### TEXTABSCHNITT
==*==
Es war eine Sendung, die den Zuschauer etwas ratlos zurück ließ. Zwei Wissenschaftler, die sich gegenseitig die Fachbegriffe um die Ohren knallen und versuchen, als maximal kompetent zu erscheinen – aber wem soll man Glauben schenken?

Dem, der die Mehrheitsmeinung vertritt? Das wäre nahe liegend. Wobei sich die vorherrschende Meinung beim Blick auf die Geschichte im Nachhinein schon das eine oder andere Mal als Irrglauben erwies.

Also doch dem Kritiker Recht geben? Aber müsste man dann nicht auch die Einschätzung des Umweltbundesamtes aus dem Jahr 2014, das 6.000 vorzeitige Todesfälle wegen der Langzeitbelastung mit Stickstoffdioxid feststellte, in Zweifel ziehen?
==*==
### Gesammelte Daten
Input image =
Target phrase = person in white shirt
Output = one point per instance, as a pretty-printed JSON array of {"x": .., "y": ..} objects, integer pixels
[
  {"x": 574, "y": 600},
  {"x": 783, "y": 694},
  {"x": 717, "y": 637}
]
==*==
### AUFGABE A
Gib sämtliche Datensätze unter „Gesammelte Daten“ Zeile für Zeile unverändert wieder.
### AUFGABE B
Setze den Text über die Fernsehsendung mit den zwei streitenden Wissenschaftlern im Anschluss an seinen letzten Satz fort.

### ANTWORT A
Input image =
Target phrase = person in white shirt
Output = one point per instance, as a pretty-printed JSON array of {"x": .., "y": ..} objects, integer pixels
[
  {"x": 574, "y": 600},
  {"x": 783, "y": 694},
  {"x": 717, "y": 637}
]

### ANTWORT B
Als Durchschnittszuschauer war es letztlich unmöglich, guten Gewissens eine stichhaltige Abwägung zu treffen. Es hilft wohl nur eines: Sollte sich die Kritik an den gegenwärtigen Messwerten tatsächlich als fundiert erweisen, braucht es in den kommenden Jahren neue Studien von WHO oder EU, um neue Empfehlungen herauszugeben.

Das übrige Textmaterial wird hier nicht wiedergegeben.